Written request
Pick out every line in the rows that contains the word "Query", treating uppercase and lowercase as different, and copy each of those lines.

— start Data supplied —

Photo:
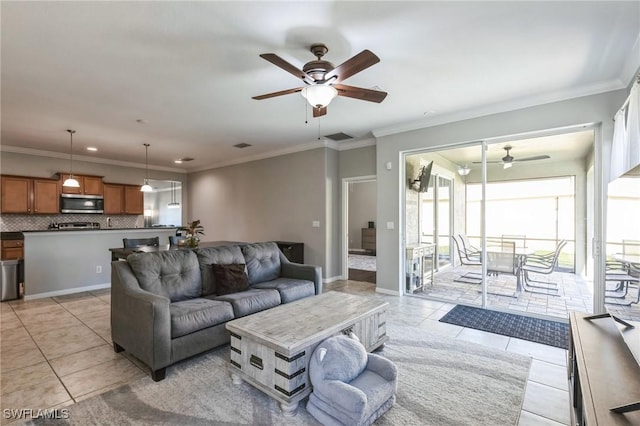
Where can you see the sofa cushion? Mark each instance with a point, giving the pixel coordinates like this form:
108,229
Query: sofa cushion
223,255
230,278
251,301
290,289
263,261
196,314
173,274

— end Data supplied —
— start Data supplied —

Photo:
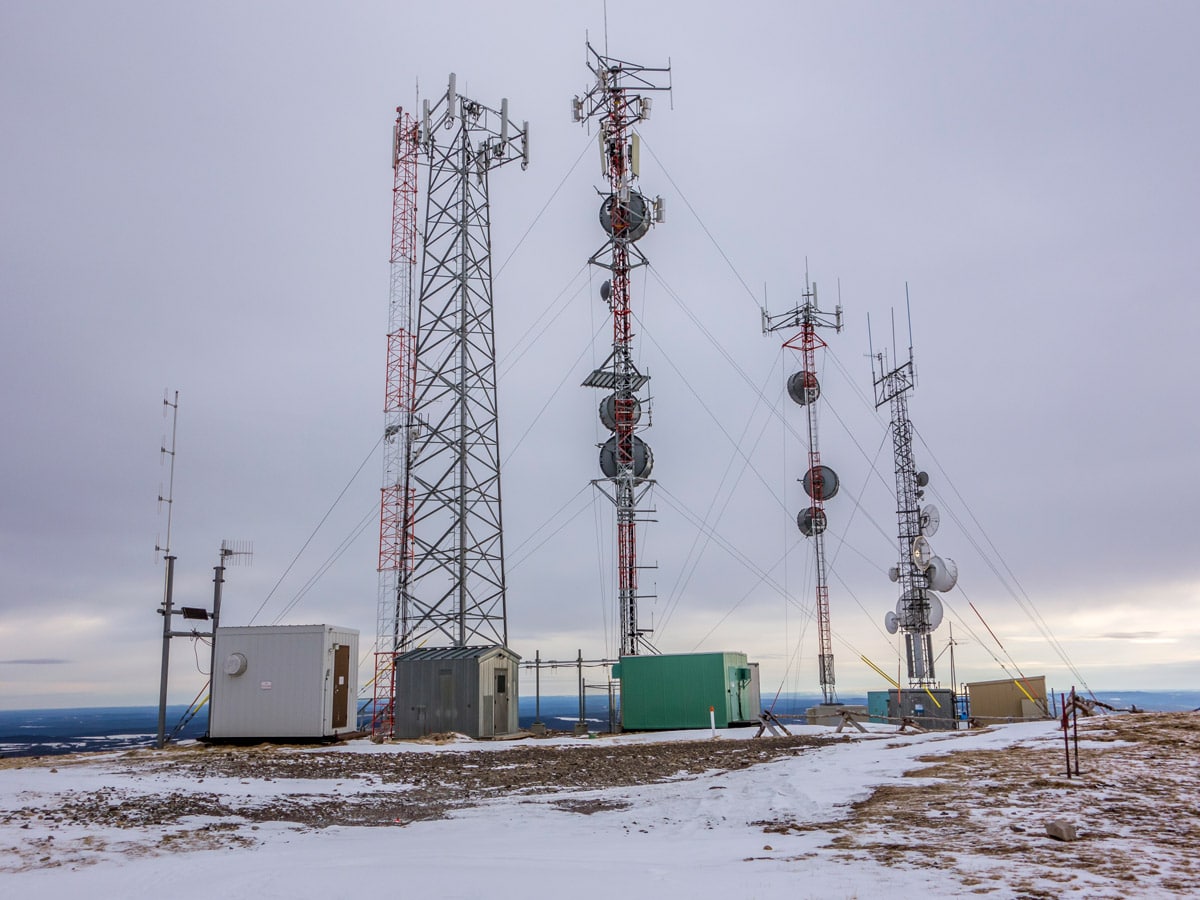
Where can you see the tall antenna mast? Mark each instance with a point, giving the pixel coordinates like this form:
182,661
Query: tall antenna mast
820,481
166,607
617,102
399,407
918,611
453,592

— end Data supplied —

Result below
Query: sofa cushion
Query: tall antenna mast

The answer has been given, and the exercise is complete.